## begin

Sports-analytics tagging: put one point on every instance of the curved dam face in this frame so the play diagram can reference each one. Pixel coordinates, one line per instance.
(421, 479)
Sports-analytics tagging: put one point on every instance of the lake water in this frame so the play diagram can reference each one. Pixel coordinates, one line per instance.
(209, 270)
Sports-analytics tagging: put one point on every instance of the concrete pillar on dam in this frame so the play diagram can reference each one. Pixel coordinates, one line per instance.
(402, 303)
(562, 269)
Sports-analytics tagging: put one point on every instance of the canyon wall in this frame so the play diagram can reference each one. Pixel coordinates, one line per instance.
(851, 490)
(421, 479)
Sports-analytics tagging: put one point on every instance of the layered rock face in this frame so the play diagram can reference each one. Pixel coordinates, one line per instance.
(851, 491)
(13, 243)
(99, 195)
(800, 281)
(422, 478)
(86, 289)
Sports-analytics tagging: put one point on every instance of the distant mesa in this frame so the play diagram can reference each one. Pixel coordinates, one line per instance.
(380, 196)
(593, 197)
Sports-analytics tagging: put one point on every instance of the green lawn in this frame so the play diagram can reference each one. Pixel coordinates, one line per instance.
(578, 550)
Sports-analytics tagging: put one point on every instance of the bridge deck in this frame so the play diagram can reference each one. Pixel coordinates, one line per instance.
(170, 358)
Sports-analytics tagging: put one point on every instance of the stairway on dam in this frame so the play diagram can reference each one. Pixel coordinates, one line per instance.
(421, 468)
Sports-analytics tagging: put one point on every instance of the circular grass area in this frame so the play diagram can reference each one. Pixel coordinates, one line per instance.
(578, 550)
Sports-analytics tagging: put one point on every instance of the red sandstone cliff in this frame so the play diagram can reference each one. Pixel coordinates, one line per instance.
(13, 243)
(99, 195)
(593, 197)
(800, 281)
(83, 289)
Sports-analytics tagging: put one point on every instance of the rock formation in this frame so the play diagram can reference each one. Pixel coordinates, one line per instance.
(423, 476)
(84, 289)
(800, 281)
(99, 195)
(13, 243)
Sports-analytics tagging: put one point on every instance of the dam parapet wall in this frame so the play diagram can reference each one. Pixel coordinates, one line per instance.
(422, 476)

## end

# AIM
Retype all of the entries precisely as they are.

# EXERCISE RESULT
Sports-analytics tagging: put one point on every instance of the curved dam face in this frame so the play diagram can reference each one. Pixel coordinates, one line per instance.
(421, 479)
Sports-analytics tagging: put one point on every instance of the lake water in this frame so the play diagram can reference each one. Pixel coordinates, one line per instance.
(209, 270)
Sports-analytics tagging: put one point on every instance of the concrete pillar on dam in this frame so the play diagram can reference each one. Pixel coordinates, one line per instance.
(402, 303)
(562, 269)
Sports-analytics tagging: put one point on every instance of the canyon wall in this frame so the play diagram can reference each one. Pixel coordinates, one line per instance.
(851, 490)
(421, 479)
Sports-analytics tagging: put one point on every instance of the layered rock face in this frame so the play diagram can reference each one. Pixel coordinates, one line per instance.
(851, 491)
(13, 243)
(99, 195)
(800, 281)
(422, 478)
(86, 289)
Sports-analytics tagging: put one point on every instance of the distant mesa in this frame so the play diagram can reference each one. Pixel coordinates, one line per instance.
(380, 196)
(593, 197)
Sports-analytics tagging: put one point on every instance of the green lawn in this frame so the play diagram can reference each one. Pixel coordinates, one line per instance.
(578, 550)
Sports-analytics tagging: put one point on every instance of the bridge deck in this frame so the play diagram can reference each one. Pixel coordinates, one line per instance.
(170, 358)
Sports-analytics tagging: put one point on every instance of the stairway on dam in this frame so the play diagram can reference each one. Pixel coordinates, one line per instance.
(421, 468)
Sports-analytics tagging: put one point on every instance of the circular grass area in this frame so the play diagram can reference each one. Pixel coordinates, one line per instance.
(578, 550)
Sports-analytics tagging: put one point on every instance of the red sandstone cliff in this frame so the play diagram can reference each one. Pixel coordinates, one line per instance.
(13, 243)
(99, 195)
(593, 197)
(800, 281)
(83, 289)
Sports-analytics tagging: put one point on every instance of the rock formation in this frame so the play diagram can reference each one. Pixel coordinates, one line per instance.
(423, 476)
(84, 289)
(800, 281)
(99, 195)
(13, 243)
Sports-analytics tagging: put one point on every instance of the dam parapet wall in this frame so the play diagram can reference each one. Pixel coordinates, one line per instance.
(422, 476)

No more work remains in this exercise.